Instructions:
1 > Please extract the passage from the article on Minneapolis wheat trading, starting with "02 августа 2017" and going on through "least three decades.", copied word for word.
2 > In the article on Minneapolis wheat trading, by how much has hard red spring wheat risen over the past two months?
Document excerpt section start
02 августа 2017 года

Why Minneapolis is the world's hottest commodity market.

The most exciting corner of the world's commodity markets over the past few months hasn't been in London, New York, Chicago, Singapore or Shanghai. Since late May, if you wanted to set your pulse racing, you'd have been better off heading to Minneapolis.

Hard red spring wheat, a variety grown in the northern plains of the U.S. and traded on that city's Grain Exchange, has risen by almost 42 percent over the past two months, reaching its biggest percentage premium over Chicago's winter wheat contracts in at least three decades.

To understand why, consider gluten. The protein that gives bread its characteristic springiness -- and causes all manner of digestive problems among people with dietary intolerance -- has been in short supply in recent harvests. Protein should typically be at least 12 percent of the hard red winter wheat crop by weight, but this year it's been hovering around 11.3 percent, according to U.S. Wheat Associates, an export-promotion group.
Document excerpt section end
Provided information section start
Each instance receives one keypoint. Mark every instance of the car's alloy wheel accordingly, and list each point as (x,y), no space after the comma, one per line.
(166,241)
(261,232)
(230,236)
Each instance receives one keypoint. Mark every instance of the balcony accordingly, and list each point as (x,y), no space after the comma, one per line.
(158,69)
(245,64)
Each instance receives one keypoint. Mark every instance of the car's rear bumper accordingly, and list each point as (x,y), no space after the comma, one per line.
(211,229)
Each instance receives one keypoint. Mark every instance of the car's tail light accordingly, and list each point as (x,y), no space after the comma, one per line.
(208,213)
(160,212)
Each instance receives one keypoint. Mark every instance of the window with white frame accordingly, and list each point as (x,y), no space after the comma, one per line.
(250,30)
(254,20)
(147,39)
Provided information section end
Solutions by task:
1 >
02 августа 2017 года

Why Minneapolis is the world's hottest commodity market.

The most exciting corner of the world's commodity markets over the past few months hasn't been in London, New York, Chicago, Singapore or Shanghai. Since late May, if you wanted to set your pulse racing, you'd have been better off heading to Minneapolis.

Hard red spring wheat, a variety grown in the northern plains of the U.S. and traded on that city's Grain Exchange, has risen by almost 42 percent over the past two months, reaching its biggest percentage premium over Chicago's winter wheat contracts in at least three decades.

2 > By almost 42 percent.